Provided records
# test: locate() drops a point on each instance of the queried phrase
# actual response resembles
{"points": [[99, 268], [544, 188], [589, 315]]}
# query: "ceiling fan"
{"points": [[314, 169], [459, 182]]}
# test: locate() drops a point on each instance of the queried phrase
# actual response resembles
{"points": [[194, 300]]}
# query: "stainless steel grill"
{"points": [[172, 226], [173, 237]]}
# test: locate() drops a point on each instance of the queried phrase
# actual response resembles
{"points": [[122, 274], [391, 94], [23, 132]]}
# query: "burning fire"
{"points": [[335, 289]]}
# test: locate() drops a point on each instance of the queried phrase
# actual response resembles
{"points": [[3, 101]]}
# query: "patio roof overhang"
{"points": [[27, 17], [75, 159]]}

* * *

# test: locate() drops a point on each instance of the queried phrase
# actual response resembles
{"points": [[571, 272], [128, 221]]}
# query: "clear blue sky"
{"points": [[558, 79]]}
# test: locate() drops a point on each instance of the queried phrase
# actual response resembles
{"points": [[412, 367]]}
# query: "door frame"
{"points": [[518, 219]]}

What to work on
List every line in the items above that contains the string "query", and copy each one in full.

Result
# query: "ceiling fan"
# query: "stainless steel grill"
# query: "burning fire"
# query: "patio roof overhang"
# query: "clear blue sky"
# query: "door frame"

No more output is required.